**Document section:**

---+---

Cone Beam Computed Tomography
The cone beam computed tomography is a three-dimensional skull radiograph and has less exposure to radiation than the older computed tomogram (CT). While traditional X-ray images are always projections of the subject on a single plane, the CBCT allows three-dimensional view, revealing the real extent and positional relationship of structures. Indications for a CBT are the planning of dental implants, in orthodontics e.g. the assessment of heavily impacted tooth buds.
Great skepticism is appropriate when applying the recently fashionable three-dimensional skull radiographs with the cone beam tomography (CBCT). The data obtained with a CBCT has little or no contribution to the planning of routine treatments for patients so this elaborate technique has little benefit.
A CBT causes a manifold radiation load emitted on the body contrary to a standard panoramic X-ray. Therefore, for legal reasons, the administration of multiple CBCT’s without due cause is regarded as criminal assault. Unfortunately, habit is hard to break and routine CBCTs have been administered during recent years from the United States to Germany. Again, collecting diagnostic data is only useful if it has beneficial results for the therapy.

---+---

**Stored data:**
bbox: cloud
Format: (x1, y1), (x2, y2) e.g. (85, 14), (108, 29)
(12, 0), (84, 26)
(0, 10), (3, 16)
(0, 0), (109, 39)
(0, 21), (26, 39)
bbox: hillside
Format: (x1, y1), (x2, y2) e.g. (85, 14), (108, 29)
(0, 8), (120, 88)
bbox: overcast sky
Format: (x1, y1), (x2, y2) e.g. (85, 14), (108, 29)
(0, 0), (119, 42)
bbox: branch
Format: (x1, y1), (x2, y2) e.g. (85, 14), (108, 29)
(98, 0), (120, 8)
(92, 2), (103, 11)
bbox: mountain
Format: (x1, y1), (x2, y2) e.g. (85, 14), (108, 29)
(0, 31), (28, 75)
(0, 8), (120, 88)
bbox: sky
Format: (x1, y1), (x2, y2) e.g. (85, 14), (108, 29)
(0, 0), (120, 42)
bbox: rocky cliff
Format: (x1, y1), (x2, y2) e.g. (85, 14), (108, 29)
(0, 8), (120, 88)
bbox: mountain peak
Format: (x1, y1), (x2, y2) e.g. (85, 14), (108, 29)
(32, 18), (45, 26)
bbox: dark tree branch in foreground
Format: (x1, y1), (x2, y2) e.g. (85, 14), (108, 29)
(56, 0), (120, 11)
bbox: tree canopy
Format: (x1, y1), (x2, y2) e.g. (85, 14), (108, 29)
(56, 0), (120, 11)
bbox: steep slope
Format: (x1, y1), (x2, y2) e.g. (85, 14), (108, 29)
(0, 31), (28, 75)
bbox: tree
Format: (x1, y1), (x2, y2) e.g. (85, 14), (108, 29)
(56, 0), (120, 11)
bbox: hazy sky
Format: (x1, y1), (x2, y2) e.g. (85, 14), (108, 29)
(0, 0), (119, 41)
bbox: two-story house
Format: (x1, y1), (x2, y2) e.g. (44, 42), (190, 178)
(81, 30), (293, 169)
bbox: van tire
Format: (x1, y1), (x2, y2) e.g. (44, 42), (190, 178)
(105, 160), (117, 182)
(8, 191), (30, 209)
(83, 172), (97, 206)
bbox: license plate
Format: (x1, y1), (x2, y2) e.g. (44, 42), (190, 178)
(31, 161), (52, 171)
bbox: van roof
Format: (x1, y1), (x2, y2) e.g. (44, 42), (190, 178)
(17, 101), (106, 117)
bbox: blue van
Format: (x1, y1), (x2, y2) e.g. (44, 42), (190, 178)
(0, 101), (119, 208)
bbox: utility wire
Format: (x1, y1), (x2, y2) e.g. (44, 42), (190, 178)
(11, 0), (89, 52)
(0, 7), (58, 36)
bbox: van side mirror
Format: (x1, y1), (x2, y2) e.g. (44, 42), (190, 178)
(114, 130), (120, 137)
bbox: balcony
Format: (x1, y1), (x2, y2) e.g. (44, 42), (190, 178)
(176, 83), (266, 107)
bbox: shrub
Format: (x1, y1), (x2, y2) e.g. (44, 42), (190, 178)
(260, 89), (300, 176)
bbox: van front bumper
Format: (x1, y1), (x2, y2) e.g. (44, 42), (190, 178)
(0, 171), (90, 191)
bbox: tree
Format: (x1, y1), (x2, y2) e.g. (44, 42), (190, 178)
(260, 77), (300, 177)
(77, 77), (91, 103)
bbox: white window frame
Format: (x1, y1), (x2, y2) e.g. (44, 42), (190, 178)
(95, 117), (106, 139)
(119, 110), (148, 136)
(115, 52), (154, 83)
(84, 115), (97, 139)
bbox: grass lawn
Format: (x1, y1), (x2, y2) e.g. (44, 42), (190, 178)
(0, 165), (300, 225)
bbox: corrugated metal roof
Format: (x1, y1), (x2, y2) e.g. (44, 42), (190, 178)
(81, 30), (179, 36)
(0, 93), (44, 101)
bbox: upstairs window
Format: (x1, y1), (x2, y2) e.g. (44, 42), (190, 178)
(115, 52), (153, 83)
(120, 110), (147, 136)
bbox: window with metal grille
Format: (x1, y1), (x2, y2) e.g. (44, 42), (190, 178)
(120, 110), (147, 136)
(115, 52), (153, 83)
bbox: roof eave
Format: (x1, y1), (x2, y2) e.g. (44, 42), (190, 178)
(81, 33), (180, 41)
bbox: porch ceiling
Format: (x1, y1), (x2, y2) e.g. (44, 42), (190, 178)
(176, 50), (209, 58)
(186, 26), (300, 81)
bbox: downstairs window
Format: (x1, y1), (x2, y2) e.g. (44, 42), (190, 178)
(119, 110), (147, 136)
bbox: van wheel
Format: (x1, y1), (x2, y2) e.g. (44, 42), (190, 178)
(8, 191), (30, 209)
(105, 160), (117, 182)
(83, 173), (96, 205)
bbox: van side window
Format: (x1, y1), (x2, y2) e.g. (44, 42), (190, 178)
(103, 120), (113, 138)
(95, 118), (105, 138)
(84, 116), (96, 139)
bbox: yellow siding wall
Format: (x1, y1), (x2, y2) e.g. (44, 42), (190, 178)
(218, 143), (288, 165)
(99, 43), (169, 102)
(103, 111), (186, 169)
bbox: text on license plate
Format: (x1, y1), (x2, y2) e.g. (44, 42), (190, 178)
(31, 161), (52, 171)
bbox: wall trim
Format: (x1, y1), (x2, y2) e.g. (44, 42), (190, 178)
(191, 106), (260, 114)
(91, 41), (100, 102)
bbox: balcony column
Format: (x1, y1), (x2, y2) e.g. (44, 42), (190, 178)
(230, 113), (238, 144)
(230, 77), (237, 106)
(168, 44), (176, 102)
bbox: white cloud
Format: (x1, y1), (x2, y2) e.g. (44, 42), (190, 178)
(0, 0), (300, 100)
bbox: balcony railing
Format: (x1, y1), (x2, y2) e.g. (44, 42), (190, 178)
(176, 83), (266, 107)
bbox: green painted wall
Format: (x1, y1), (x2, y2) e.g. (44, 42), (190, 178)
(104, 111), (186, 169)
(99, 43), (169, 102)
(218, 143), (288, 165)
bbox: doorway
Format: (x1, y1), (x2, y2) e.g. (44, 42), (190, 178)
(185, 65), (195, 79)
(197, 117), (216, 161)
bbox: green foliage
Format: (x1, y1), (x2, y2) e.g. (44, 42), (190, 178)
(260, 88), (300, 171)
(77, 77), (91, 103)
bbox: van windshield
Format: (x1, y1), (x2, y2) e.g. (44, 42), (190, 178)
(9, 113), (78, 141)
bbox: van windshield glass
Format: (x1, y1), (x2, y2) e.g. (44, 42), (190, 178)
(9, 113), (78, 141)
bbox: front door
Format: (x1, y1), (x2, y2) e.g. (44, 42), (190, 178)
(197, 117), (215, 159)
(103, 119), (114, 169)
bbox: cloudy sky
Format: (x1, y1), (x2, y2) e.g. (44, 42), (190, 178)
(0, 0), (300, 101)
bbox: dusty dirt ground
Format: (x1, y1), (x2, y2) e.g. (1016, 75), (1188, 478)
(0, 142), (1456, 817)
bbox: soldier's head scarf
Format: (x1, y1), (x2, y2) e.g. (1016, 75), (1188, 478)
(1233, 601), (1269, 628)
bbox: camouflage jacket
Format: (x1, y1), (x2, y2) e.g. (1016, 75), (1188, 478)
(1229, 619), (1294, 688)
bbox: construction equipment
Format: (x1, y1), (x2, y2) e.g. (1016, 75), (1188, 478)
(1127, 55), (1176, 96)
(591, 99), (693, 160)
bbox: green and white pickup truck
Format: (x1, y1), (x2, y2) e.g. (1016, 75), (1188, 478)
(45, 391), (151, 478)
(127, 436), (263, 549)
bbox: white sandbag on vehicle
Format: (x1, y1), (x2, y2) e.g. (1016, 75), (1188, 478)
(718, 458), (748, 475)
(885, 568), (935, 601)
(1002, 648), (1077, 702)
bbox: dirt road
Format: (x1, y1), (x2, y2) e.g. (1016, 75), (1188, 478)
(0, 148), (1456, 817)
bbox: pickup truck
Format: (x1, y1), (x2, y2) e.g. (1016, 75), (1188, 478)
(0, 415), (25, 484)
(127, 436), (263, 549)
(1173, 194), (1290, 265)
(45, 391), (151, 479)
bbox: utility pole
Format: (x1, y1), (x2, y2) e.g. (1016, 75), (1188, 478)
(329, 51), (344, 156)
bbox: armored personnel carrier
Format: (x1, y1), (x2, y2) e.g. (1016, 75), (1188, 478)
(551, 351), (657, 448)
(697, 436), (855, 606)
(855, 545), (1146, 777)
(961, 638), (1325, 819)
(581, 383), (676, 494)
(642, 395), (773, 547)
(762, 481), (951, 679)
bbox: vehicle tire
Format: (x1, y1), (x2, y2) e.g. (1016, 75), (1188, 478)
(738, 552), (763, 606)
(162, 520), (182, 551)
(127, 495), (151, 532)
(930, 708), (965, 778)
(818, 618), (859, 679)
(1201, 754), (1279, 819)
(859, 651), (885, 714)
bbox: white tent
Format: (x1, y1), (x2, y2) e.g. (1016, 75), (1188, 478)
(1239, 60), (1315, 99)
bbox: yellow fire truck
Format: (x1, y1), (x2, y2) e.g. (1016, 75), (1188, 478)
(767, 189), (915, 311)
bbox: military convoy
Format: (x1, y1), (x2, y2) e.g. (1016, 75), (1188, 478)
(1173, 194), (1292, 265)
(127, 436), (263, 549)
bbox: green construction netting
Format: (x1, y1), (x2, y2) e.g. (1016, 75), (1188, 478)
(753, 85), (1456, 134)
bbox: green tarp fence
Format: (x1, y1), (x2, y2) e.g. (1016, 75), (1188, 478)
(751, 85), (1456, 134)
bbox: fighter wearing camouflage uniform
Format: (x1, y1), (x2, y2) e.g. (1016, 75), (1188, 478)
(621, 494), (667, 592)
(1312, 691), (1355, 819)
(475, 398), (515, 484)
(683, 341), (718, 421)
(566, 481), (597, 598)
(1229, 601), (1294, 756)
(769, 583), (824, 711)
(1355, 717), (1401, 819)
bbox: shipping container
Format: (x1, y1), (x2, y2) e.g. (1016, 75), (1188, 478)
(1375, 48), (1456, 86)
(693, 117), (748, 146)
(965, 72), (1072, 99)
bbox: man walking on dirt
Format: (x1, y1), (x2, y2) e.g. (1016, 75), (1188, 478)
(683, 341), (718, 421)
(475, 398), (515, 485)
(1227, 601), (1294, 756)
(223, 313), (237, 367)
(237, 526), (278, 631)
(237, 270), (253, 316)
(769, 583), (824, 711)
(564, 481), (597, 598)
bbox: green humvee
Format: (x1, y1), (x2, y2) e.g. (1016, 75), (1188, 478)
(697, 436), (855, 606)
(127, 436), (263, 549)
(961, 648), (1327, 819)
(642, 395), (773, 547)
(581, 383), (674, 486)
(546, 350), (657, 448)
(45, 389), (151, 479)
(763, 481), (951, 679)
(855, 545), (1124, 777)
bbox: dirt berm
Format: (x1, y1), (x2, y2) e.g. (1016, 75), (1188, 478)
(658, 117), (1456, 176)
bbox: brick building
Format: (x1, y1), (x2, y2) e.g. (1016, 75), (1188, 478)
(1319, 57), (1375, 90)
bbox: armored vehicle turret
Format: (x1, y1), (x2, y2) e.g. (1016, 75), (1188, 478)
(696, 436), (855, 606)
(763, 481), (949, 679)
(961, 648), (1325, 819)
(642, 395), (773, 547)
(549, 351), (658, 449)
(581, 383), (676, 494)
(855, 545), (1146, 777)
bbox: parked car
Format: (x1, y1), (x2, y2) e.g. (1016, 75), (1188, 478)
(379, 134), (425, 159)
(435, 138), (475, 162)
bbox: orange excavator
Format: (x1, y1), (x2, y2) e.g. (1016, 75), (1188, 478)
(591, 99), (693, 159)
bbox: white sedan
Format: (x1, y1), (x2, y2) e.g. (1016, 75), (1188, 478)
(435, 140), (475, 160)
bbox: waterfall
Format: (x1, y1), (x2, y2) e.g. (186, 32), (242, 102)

---+---

**Exercise 1:** Do these statements agree with the text on cone beam computed tomography? Give yes or no for each, with the deciding words of the text quoted. (a) CBCT exposes the patient to less radiation than the older computed tomogram. (b) CBCT data contributes a great deal to planning routine treatments. (c) Routine CBCTs have been given in recent years from the United States to Germany.
**Exercise 2:** Please extend the text on cone beam computed tomography, picking up after its last sentence.

**Answer space 1:**
(a) Yes: "has less exposure to radiation than the older computed tomogram (CT)"
(b) No: "has little or no contribution to the planning of routine treatments for patients"
(c) Yes: "routine CBCTs have been administered during recent years from the United States to Germany"

**Answer space 2:**
This also applies to orthodontics: the collection of diagnostic data makes sense only if it results in consequences for the therapy, and modern technology is not only per se a good thing, if there are better alternatives. We refer about 1-2% of our patients to specialists who make a CBCT. For this reason, we do not operate our own CBCT in our practices.
In our practice in Mannheim, Dr. Madsen is certified specifically for the evaluation of CBCT data concerning the few cases in which this aspect is of real importance.